**Given text**
Tag Archives: cross breeding

German shepherd husky mix information, pictures and videos

German shepherd husky mix is not a purebred dog which is a fact about all cross breeds or designer dogs. The German shepherd husky mix is a cross of the German shepherd and the Siberian husky and it is generally referred to by the portmanteau name: Gerberian Shepsky which is a simple merging of German/Siberian and Shepherd/husky.

The German shepherd husky mix is a good example of the modern day cross breeding practice that involves the use of two or more purebreds to produce a cross breed that is fancifully referred to as designer dog.

In order to be able to effectively handle any designer dog it is essential that one have some basic understanding of the outcome of cross breeding and the difference between purebreds and designer dogs.

The German shepherd and the Siberian husky are purebred dogs and by definition a purebred is a breed that has been bred over a sufficient length of time during which all of the traits and characteristic (both physical and non physical) of the breed has been fused in.

This means that just by merely looking at a dog you can tell what breed that it belongs to, for example the coat color and coat patterns of the German shepherd and the looks simply identifies the dog as a German shepherd.

While the blue eyes, the looks, coat color and curly tail of the Siberian husky are the very obvious physical appearance of the breed.

So if you see a dog that falls short of the physical traits and characteristics of a particular breed then that dog is either not of the breed it appears to look like or it is not a purebred.

The overwhelming importance of purebred is that you already know exactly how that breed looks like but more importantly its behavior, it strength and weaknesses. Therefore when you need a dog to serve a particular purpose such as pet, herding, sporting, hunting, companion etc you know the range of breeds to research into.

This is the primary reason why purebreds are very important, celebrated and protected by the kennel clubs around the world to ensure that they are not compromised by poor breeding.

Designer dogs on the other hand are not purebreds but are similar to mutts. The fundamental difference between the two is that designer dogs are cross breeds that involve two or more known purebreds while mutts are a product of unknown parent breeds.

**Information shown**
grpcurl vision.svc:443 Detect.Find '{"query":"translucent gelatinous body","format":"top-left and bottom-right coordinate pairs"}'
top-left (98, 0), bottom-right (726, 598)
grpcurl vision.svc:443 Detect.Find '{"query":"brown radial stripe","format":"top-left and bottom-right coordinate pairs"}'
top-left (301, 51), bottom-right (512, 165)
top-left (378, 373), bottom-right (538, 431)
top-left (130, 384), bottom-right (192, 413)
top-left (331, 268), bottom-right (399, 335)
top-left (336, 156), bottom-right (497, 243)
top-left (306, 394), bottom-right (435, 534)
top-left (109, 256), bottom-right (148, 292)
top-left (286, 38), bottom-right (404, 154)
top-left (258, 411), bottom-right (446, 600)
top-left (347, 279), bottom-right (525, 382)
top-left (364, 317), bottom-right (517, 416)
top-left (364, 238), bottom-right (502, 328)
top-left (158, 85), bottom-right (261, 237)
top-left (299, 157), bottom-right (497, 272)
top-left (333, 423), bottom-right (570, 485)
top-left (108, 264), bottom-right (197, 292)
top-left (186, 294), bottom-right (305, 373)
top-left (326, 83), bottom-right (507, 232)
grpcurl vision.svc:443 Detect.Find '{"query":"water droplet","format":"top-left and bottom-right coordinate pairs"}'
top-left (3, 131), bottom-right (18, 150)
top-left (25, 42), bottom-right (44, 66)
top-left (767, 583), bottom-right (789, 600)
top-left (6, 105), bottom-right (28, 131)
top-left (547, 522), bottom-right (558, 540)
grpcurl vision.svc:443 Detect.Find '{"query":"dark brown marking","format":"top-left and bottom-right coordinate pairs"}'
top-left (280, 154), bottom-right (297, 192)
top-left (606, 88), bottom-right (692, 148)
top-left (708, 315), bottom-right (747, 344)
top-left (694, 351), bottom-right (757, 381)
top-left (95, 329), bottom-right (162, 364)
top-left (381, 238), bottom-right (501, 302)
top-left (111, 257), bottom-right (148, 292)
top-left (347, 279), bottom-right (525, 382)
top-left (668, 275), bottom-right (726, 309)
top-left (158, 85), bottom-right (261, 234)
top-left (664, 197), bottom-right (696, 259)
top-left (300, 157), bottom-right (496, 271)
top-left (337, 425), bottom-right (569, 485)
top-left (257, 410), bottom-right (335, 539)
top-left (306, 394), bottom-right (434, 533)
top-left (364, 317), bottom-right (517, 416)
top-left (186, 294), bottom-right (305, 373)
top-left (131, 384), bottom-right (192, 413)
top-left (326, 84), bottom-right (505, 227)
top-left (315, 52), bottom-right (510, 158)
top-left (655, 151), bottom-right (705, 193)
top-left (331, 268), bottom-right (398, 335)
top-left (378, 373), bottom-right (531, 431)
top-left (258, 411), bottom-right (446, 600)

**Tasks to carry out**
• a. Please list every purpose named in the text on the German shepherd husky mix for which a dog might be needed.
• b. Rewrite the part of the text on the German shepherd husky mix starting at "This means that" and ending at "a German shepherd.", swapping "German shepherd" for "Siberian husky".

**Responses to the tasks**
• a. pet, herding, sporting, hunting, companion

• b.
This means that just by merely looking at a dog you can tell what breed that it belongs to, for example the coat color and coat patterns of the Siberian husky and the looks simply identifies the dog as a Siberian husky.